À Victor Pavie.

25 février 1831.

Vous avez raison, mon ami, mille fois raison. Je n’ai jamais songé à diriger un théâtre, mais à en avoir un. Je ne veux pas être directeur d’une troupe, mais propriétaire d’une exploitation, maître d’un atelier où l’art se cisèlerait en grand, ayant tout sous moi et loin de moi, directeur et acteurs. Je veux pouvoir pétrir et repétrir l’argile à mon gré, fondre et refondre la cire, et pour cela il faut que la cire et l’argile soient à moi. Du reste, quelqu’un administrera, dirigera pour mon compte à moi. Je ne ferai que des pièces et, la machine une fois en train, je les irai peut-être faire au lac de Côme ou sur les bords du Rhin, ou chez vous. Je serai même moins mêlé de cette façon aux choses du théâtre qu’en restant auteur du dehors. Ce qui salit le poëte, ce sont les tracasseries de la coulisse. Vous concevez qu’il n’y a pas de tracasseries pour le maître. D’ailleurs, aurai-je un théâtre, et tout ceci n’est-il pas une chimère ? Mais tranquillisez-vous, venez me voir, je vous achèverai cette lettre en causerie. Je ne saurais vous dire combien la vôtre m’a touché. Pour rien au monde je ne froisserais une si noble et si tendre amitié quand même elle aurait tort, mais ici elle a raison. Je suis, j’étais, d’avance, d’accord avec vous. Le fond de moi ne change pas ; vous savez que je suis un homme synthétique, et par conséquent plein de préjugés.

Gardez cette lettre bien secrète et bien entre nous deux pour mille raisons, et venez me voir. J’ai un service à vous demander.

Ex imo corde.

V. H.

Monsieur David.
-------
=== Consigne ===
Dans la lettre à Victor Pavie, reproduisez à l'identique le passage qui s'ouvre sur les mots contenant « Gardez cette lettre » et se termine par « Monsieur David. ».
-------
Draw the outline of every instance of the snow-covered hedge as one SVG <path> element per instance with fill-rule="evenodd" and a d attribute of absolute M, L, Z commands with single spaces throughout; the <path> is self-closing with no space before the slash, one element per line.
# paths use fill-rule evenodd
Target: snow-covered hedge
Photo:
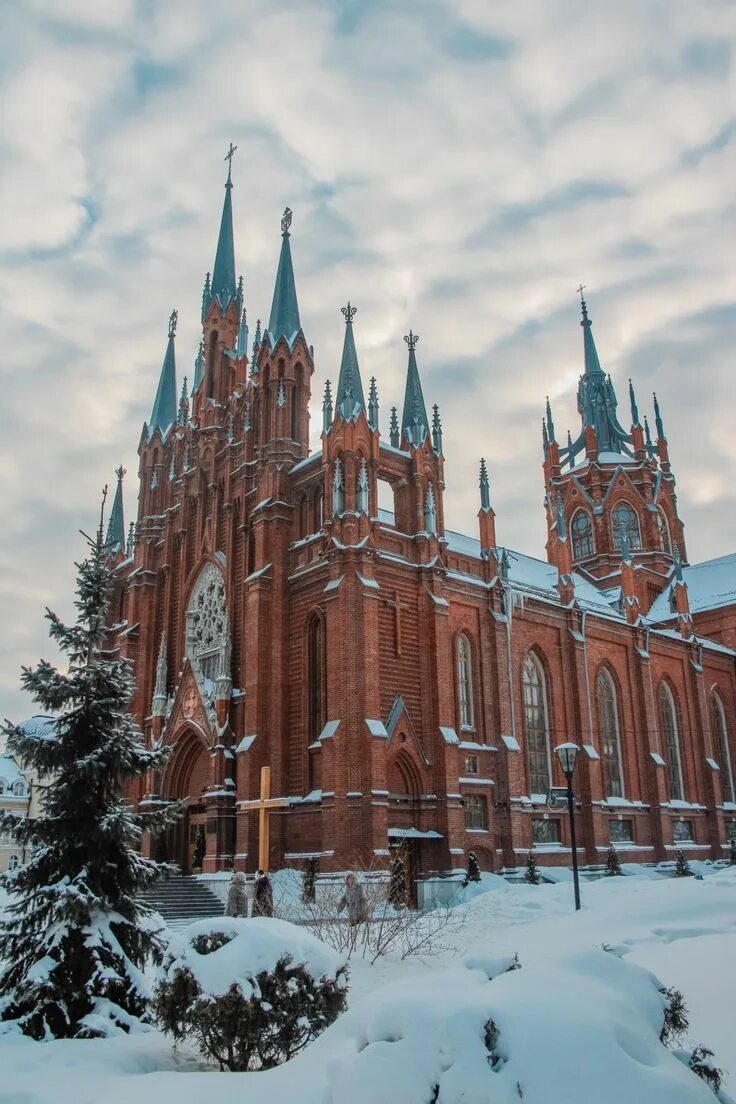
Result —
-------
=== Réponse finale ===
Gardez cette lettre bien secrète et bien entre nous deux pour mille raisons, et venez me voir. J’ai un service à vous demander.

Ex imo corde.

V. H.

Monsieur David.